> [GOAL]
Copy out exactly each line from the line with "Tag the wooden front" through the last line of the material below.

> [INFORMATION SUPPLIED]
##########

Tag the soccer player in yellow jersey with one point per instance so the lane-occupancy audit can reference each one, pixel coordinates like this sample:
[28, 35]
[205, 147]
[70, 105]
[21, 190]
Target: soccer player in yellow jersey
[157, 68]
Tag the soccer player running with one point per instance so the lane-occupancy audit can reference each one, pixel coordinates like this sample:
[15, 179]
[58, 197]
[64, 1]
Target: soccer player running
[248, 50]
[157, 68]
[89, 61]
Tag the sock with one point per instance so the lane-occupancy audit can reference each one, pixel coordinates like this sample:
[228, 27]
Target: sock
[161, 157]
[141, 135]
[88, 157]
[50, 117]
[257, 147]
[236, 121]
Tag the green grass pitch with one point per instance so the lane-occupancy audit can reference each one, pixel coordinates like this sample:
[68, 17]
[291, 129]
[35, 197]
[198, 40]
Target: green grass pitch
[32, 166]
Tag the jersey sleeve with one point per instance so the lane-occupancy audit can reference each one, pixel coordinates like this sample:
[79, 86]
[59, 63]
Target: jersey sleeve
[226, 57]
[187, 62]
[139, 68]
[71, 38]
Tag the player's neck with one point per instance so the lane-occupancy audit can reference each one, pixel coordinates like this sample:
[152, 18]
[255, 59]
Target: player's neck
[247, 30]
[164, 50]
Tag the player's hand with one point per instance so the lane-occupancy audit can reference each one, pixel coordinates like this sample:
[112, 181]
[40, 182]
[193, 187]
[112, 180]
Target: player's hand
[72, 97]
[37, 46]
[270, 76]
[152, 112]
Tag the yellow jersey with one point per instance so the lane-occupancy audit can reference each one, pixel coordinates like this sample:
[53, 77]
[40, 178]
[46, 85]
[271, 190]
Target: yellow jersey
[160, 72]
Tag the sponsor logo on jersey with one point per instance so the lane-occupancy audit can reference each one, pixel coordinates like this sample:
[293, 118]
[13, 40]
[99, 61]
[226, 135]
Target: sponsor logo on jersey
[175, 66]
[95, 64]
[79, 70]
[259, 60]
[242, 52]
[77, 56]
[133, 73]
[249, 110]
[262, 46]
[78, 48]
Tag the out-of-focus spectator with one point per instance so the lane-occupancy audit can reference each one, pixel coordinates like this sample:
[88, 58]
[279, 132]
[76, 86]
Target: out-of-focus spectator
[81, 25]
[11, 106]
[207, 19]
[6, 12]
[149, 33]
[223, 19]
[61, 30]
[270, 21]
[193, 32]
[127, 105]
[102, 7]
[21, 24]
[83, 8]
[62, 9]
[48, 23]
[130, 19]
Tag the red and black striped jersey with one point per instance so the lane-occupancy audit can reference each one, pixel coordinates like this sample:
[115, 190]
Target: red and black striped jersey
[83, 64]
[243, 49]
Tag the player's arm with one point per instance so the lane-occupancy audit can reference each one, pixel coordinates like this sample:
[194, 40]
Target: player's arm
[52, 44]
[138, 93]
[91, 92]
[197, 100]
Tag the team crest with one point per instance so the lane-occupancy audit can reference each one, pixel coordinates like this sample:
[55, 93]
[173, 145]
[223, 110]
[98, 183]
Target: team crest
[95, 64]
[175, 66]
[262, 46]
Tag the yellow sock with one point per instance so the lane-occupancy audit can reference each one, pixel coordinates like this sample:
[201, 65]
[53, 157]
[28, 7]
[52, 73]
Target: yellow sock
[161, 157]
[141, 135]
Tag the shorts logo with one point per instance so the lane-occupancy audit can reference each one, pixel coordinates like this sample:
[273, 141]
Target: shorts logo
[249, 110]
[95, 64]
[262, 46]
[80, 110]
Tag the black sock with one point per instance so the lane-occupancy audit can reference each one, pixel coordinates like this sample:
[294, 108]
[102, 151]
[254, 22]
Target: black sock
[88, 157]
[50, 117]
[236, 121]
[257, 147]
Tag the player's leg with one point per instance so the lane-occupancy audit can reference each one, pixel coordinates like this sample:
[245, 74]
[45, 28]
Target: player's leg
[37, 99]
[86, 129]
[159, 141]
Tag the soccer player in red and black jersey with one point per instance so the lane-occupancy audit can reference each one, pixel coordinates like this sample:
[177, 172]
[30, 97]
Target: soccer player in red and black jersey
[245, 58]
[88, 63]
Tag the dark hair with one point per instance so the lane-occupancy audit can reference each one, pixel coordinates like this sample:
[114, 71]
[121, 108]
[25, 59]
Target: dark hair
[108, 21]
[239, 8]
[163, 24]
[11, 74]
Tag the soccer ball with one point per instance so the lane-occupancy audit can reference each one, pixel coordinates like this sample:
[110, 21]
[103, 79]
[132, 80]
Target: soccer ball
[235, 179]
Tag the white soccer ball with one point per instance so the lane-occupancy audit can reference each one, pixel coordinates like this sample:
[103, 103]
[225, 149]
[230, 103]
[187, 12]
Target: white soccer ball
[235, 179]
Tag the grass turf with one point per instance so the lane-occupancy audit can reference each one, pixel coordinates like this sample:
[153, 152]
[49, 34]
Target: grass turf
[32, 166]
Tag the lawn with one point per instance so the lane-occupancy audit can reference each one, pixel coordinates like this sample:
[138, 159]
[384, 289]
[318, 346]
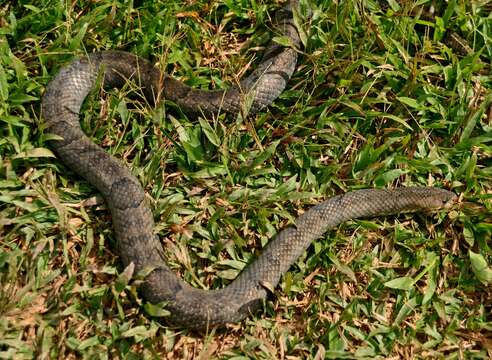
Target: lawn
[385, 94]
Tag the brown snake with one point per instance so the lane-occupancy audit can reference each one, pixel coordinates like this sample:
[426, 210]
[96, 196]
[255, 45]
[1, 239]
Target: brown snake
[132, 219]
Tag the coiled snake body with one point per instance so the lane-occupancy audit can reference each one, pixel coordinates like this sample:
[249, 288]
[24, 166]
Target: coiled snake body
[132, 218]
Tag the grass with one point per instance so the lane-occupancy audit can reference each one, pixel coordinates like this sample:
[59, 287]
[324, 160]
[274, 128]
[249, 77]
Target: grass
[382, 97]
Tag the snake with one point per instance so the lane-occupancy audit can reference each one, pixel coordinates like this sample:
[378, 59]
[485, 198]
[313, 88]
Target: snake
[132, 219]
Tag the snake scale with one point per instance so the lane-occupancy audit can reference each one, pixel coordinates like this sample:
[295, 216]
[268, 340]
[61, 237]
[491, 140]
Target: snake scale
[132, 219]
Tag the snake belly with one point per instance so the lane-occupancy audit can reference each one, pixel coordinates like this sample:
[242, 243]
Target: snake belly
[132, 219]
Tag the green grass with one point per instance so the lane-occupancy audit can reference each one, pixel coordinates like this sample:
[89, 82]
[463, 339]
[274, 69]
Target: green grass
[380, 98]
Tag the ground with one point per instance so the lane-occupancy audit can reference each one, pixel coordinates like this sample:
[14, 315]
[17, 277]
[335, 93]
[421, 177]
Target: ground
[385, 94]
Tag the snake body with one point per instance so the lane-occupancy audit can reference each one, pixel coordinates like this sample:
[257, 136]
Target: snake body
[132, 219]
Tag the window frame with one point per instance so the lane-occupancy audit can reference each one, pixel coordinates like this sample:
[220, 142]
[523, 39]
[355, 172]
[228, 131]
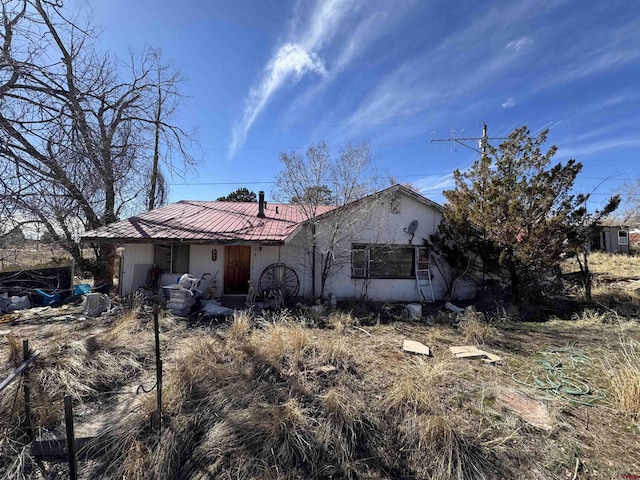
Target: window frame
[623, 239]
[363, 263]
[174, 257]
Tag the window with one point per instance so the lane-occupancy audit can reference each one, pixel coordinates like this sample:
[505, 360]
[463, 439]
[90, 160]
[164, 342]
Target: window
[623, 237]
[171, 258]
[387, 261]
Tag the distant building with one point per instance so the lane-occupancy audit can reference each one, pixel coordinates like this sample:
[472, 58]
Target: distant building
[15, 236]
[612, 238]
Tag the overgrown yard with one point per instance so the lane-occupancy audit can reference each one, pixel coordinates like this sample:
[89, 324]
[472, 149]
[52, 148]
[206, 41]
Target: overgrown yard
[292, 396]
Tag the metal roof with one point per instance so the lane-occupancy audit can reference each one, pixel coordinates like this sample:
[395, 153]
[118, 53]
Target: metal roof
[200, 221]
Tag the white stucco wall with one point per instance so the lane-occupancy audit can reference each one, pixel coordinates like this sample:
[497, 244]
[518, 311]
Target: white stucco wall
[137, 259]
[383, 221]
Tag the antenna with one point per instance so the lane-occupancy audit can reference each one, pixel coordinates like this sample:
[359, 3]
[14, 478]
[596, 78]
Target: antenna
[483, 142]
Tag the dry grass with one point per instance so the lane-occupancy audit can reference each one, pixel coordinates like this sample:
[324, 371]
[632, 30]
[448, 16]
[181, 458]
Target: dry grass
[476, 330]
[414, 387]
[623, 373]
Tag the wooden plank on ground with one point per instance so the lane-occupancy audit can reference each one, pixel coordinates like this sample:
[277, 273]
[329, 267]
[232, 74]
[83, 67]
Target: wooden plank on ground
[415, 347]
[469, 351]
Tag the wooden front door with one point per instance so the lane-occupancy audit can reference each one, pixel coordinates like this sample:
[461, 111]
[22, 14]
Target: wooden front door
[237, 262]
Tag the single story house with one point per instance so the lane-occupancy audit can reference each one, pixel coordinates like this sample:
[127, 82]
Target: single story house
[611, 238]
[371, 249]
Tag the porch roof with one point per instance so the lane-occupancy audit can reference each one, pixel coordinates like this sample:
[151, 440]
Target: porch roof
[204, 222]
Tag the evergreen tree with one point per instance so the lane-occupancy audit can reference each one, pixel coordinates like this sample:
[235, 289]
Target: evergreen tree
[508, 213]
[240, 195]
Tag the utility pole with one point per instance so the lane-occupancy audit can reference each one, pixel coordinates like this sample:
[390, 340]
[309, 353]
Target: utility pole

##########

> [CORRECT ANSWER]
Tag the wooden front door with one point per instance so the lane-occupancy audit can reference each one, pixel coordinates like this sample:
[461, 111]
[22, 14]
Target: wooden front door
[237, 262]
Tag the single story house with one point per instance so the lane-occupancy audit can reference each one, pixel coordinates like this sample:
[127, 82]
Target: single story house
[611, 238]
[371, 249]
Tag the porch roof with one point per instance so the lane-occupancy audit can reference each one, pixel coordinates like this sample:
[151, 440]
Target: porch roof
[204, 222]
Tag the evergreen tree with one point per instance so the lane-occupancy audit can reference each one, pixel coordinates like this sample:
[235, 289]
Target: evergreen tree
[508, 213]
[240, 195]
Tag the utility pole with one point per instance so the lane-occupancy audit can reference each one, pixel coordinates like this sample:
[390, 340]
[309, 353]
Target: utility pole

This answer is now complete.